If $\lim_{n \to \infty} \sum^n_{k =0} \frac{nC_k}{n^k(k+3)} =ae+b$

Question

Problem :

If $$\lim_{n \to \infty} \sum^n_{k =0} \frac{nC_k}{n^k(k+3)} =ae+b$$

then find the value of a-b.

Please suggest how to solve such problem in whicl summation and limits both are there. Thanks.

Answer 1

Note that:

$ x^2\bigg(1+\dfrac{x}{n}\bigg)^n = \displaystyle \sum_{k=0}^{n} {n \choose k} \dfrac{x^{k+2}}{n^k} $

Integrating both sides with limits 0 to 1,

$\displaystyle \sum_{k=0}^{n} \dfrac{{n \choose k}}{n^k (k+3)} = \int_{0}^{1} x^2\bigg(1+\dfrac{x}{n}\bigg)^n {\mathrm dx} $

Now , $ \displaystyle \lim_{n \to \infty} \bigg(1+\dfrac{x}{n}\bigg)^n = e^x $,

Hence, $\displaystyle \lim_{n \to \infty} \displaystyle \sum_{k=0}^{n} {n \choose k} \dfrac{x^{k+2}}{n^k} = \int_{0}^{1} x^2 e^x {\mathrm dx} $

$= e - 2 $

Hence, $a - b = 3$

§ Exercise objective
Render the closing line of the thread on the limit of a sum, "Hence, $a - b = 3$", in Spanish. Rely only on the text above.

§ Entries supplied
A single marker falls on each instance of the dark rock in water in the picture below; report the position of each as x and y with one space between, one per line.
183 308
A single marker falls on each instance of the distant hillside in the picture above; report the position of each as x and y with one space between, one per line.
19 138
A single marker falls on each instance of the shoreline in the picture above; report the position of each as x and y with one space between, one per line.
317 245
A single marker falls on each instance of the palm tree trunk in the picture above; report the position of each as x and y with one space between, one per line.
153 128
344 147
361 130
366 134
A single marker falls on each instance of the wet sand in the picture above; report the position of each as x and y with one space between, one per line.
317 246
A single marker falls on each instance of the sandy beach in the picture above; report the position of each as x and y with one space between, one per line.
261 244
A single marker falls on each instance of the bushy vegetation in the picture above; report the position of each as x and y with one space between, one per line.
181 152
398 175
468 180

§ Finished answer
Por lo tanto, $a - b = 3$